Supplied text:
-- Opening Marker --

Wednesday, March 23, 2011

It's A Soapy Life After All

It looks like ABC's gambit to move All My Children to the West Coast to save $ didn't work.  The wild fire of cancellation talk is spreading across the net.  What does this have to do with us?

I never worked on AMC altho I did have an audition or whatever.  They didn't like my storytelling sense I think is how I would put it.  I'm not sure anymore.

I'm struggling to explain this in the larger context.  There's an interesting chatfest that went on between Joe Konrath and Barry Eisler that can be found in PDF.  It has interesting things to say about the collapse of publishing.  I think the same forces that now work against publishing are working against soaps (and network television).

There is an audience, diminishing is true but existing still, for daytime serials.  A vast young audience will not bother with them now.  They'd go to MTV with Skins or Teen Moms Who Land in Jail reality shows.  The audience the high mucky mucks of network programming have abandoned is the older audience.

Instead of telling stories that would appeal to those interested in family, community and tradition, the networks tarted and modernized and sexualized everything.  This is obviously a mistake.  Hey, if it wasn't, the numbers would be there.  I rest my case.

I can hardly follow OLTL anymore and when I can I'm screaming at the TV.  The guy who plays Robert Ford is adorable, this guy is really typey.  He's had a stupid storyline from the beginning, came on as a very unpleasant character.  Obviously the audience related to the actor well and very strongly which forced the producer/writers to clean him up. Now he's in a storyline that's sheer pain to endure.  And what happened to Todd?  Is he dead or did he survive the gunshot?  And as much as I like Robin Strasser, please, I do not want to see her kiss a guy who is probably 35 years younger than she is.  Nor do I want to see Brian Kerwin and Kim Zimmer (who I know from The Doctors) in bed together.  No.

When I was at OLTL the ratings were down and Paul Rauch insisted we go back to the well and do yet another Viki/Niki story.  I was appalled.  I was against it but no one was going to listen to me.  A couple decades later and they're going back to the Viki/Niki well again.  Don't do it!  You're lying to yourselves if you think the audience cares anymore.  We don't!

The storytelling stinks on ice.  That's why no one shows up.  The networks lost touch with their core audience.  They don't understand what we get or what we want from daytime television.

I admit that it is so hard to write a serial.  It never ends, it's 5 shows a week and thanks to Paul Rauch's ...............well thanks to him shows are an hour in length.  Writers can't manage an hour 5 X a week forever.  They can do a half hour.  At an hour the writers get burned out faster, write stupider stories because they can't/don't have time to think of anything else and everything suffers.

What do I keep saying?  Think about the story you're telling.  Take time with it.  There's no time for that in daytime.  They've pushed it as far as they can and being unwilling to change, shows are cancelled, hundred of people are out of work.

You must be willing to change in order to survive.  Know your audience.  Write to them.  Honor them with your best work.  Be sincere.  Believe in your story and your characters.

Set at Hope Memorial Hospital, I was the last headwriter for The Doctors.  I wrote the last show.  The last scene was between Matt and Maggie clinking glasses together on New Year's Eve.  "Here's to Hope," he said.  It gives me no joy whatsoever to have another show cancelled.

But I gotta tell you this-- Not Low Maintenance has sold 50 copies a day since Friday!  Yahoo!

-- Closing Marker --

Stored data:
-- Opening Marker --

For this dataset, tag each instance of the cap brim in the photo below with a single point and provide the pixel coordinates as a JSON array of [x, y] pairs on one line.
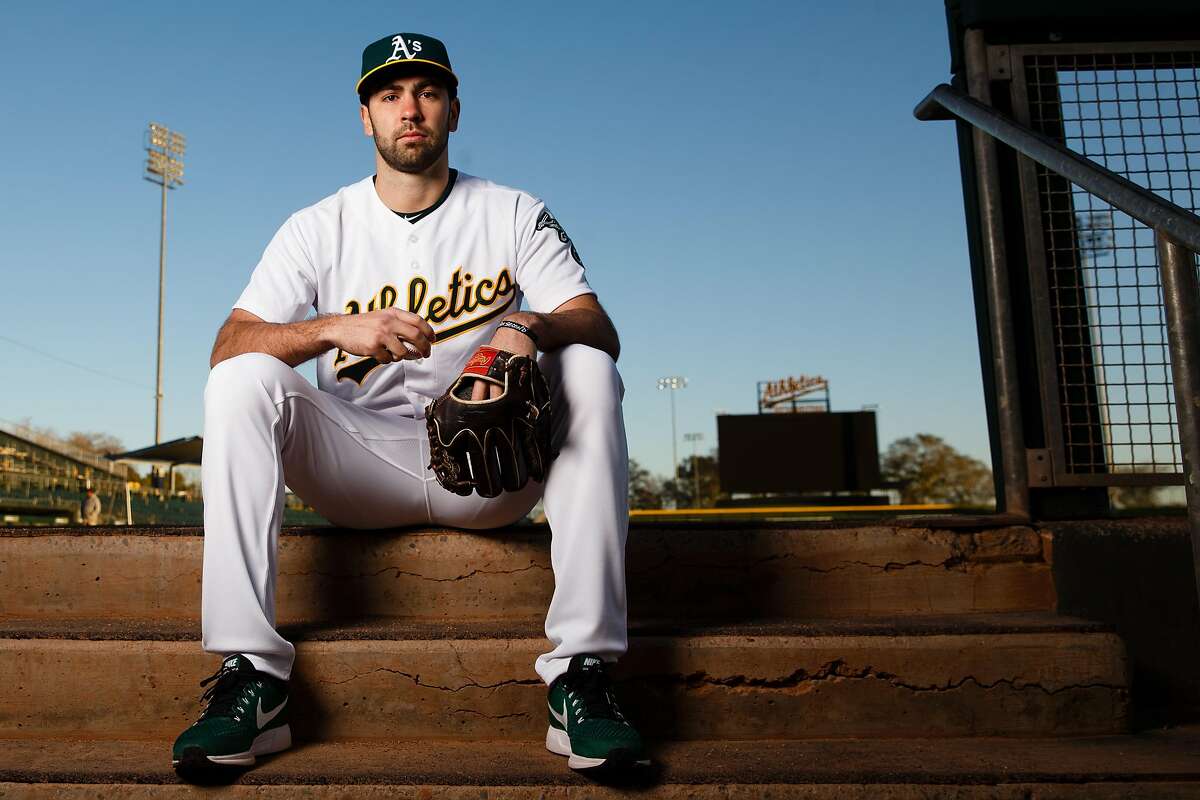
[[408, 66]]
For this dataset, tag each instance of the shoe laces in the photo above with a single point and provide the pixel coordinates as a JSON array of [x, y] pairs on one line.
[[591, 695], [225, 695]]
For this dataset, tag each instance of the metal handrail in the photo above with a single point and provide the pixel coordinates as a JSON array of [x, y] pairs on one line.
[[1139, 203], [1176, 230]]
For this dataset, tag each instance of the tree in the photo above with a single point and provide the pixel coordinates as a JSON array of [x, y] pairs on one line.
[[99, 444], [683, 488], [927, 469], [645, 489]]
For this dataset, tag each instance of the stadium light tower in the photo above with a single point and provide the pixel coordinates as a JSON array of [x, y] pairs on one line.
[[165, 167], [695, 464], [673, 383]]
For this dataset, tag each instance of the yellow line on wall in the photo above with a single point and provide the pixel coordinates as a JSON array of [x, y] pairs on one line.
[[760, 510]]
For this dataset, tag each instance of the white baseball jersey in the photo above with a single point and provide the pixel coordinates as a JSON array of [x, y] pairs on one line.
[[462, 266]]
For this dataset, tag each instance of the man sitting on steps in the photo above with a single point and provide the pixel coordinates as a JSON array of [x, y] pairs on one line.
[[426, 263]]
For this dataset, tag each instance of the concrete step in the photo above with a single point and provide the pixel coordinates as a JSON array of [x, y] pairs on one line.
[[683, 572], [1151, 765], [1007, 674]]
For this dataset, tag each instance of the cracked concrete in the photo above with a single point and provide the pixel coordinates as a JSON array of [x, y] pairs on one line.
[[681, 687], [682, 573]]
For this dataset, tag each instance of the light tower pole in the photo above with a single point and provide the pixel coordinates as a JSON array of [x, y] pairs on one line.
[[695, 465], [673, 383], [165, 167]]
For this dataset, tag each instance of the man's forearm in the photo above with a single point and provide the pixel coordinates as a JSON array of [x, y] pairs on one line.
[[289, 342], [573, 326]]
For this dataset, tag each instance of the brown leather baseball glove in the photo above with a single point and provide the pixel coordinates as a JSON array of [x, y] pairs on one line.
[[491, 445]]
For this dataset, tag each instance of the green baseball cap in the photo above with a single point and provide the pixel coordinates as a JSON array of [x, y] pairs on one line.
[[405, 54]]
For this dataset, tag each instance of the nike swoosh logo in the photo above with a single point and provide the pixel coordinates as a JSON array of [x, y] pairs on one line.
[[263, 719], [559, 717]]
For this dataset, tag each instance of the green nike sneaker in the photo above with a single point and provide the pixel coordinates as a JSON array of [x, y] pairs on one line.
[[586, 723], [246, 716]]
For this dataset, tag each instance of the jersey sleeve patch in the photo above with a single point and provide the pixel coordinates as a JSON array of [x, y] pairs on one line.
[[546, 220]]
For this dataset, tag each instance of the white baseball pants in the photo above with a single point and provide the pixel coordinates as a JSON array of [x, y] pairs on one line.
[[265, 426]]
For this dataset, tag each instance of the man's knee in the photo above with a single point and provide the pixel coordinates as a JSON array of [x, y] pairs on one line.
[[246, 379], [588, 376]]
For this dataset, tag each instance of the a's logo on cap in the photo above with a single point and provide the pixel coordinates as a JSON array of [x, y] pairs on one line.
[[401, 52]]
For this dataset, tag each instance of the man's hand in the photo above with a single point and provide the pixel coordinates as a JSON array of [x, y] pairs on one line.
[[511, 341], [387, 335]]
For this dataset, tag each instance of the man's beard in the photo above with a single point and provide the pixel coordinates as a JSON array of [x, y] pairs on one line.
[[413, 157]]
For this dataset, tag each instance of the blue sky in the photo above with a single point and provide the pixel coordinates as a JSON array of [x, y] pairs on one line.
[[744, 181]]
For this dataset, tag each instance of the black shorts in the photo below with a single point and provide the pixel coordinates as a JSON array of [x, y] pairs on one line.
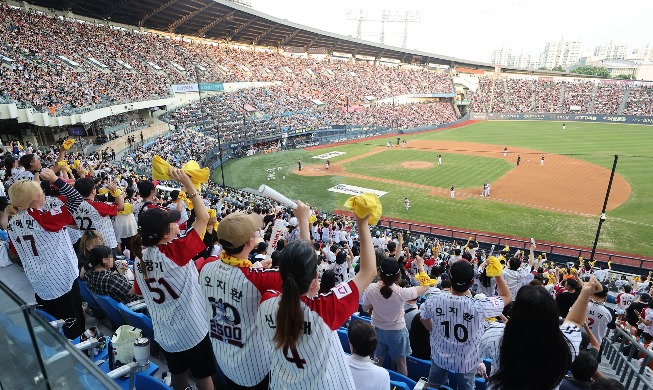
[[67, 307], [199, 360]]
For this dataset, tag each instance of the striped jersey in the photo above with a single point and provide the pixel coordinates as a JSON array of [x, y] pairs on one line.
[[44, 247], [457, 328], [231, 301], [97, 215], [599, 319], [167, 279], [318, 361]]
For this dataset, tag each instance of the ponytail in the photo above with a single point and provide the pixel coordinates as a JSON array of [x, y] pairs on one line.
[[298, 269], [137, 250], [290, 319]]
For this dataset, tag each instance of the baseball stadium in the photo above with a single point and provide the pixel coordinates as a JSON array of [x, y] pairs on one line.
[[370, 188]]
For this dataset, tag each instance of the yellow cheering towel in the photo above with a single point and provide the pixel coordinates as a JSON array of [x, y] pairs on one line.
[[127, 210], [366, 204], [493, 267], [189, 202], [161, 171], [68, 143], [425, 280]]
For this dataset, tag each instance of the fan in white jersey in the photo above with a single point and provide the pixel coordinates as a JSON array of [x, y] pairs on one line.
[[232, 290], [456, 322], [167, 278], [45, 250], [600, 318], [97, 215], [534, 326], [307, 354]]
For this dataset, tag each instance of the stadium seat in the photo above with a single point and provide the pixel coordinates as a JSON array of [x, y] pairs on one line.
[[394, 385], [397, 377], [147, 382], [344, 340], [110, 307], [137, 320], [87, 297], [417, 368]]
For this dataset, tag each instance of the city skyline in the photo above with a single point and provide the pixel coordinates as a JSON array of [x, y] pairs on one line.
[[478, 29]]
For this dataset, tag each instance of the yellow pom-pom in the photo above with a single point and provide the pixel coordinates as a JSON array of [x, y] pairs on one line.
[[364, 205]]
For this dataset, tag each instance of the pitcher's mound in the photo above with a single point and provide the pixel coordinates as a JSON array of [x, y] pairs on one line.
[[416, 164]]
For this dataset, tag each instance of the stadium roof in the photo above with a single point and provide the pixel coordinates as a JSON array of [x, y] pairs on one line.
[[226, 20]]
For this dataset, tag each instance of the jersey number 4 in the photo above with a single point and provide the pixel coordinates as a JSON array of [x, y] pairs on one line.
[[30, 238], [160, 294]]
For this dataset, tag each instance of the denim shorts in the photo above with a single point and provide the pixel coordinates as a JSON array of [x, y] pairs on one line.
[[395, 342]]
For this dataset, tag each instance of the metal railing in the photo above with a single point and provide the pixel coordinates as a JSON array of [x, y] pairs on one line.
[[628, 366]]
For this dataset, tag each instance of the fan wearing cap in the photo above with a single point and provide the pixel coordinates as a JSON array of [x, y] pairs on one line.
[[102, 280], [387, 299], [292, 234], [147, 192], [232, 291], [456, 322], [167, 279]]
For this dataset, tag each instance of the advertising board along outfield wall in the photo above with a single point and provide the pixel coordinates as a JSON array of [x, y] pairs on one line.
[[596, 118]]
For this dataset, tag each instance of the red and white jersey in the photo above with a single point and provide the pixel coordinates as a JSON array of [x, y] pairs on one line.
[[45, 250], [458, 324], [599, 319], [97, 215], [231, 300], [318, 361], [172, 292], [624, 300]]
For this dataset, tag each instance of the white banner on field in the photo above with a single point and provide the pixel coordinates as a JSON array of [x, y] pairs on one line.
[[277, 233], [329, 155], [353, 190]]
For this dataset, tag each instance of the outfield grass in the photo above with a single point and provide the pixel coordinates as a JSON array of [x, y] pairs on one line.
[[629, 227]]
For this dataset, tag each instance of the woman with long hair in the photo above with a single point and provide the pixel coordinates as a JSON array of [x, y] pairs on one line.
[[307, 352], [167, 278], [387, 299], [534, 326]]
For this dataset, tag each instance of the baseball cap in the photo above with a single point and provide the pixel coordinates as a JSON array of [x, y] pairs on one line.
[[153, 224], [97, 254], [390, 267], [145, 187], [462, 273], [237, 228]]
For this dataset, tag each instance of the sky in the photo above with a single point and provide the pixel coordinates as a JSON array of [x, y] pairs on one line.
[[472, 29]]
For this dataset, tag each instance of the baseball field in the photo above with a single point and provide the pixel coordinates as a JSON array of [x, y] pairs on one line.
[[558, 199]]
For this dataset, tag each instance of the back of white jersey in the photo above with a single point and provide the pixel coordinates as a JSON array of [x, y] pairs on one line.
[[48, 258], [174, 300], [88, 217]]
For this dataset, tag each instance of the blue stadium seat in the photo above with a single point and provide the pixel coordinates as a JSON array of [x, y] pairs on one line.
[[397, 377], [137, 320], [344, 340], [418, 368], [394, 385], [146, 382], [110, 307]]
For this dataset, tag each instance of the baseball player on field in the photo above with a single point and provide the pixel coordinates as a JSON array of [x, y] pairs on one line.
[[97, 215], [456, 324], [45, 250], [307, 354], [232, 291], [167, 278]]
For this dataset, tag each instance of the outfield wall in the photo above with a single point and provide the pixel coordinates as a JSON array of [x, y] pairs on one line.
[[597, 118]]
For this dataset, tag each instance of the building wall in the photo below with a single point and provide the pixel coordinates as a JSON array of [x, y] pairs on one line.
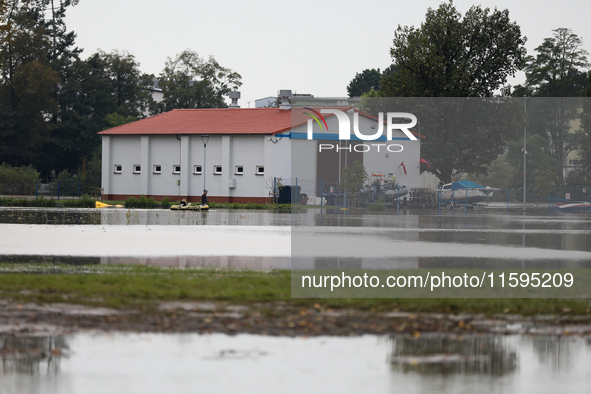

-- Closing Marker --

Using the information:
1. Name every actor the soap opera blog post mentions by name.
2. Reproduce the soap opera blog post word for word, from "Set at Hope" up to and including "another show cancelled.".
Work only from the soap opera blog post.

Results:
1. Robin Strasser, Brian Kerwin, Kim Zimmer

2.
Set at Hope Memorial Hospital, I was the last headwriter for The Doctors.  I wrote the last show.  The last scene was between Matt and Maggie clinking glasses together on New Year's Eve.  "Here's to Hope," he said.  It gives me no joy whatsoever to have another show cancelled.